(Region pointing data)
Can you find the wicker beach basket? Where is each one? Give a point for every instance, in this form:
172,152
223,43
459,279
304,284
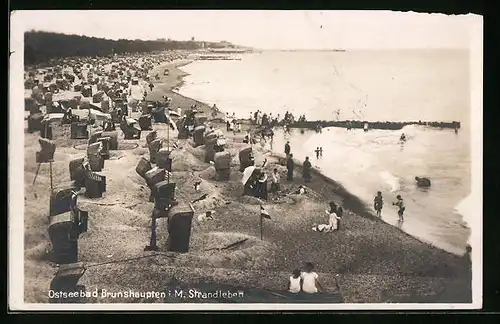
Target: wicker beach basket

◆ EXERCISE AIM: Could you transcribe every entry above exactly, leaving out the images?

◆ RESULT:
Can you find the wicker beach basket? Where is each one? Give a point for every instance, in this form:
172,152
223,43
459,279
304,284
Target: wicker beach basket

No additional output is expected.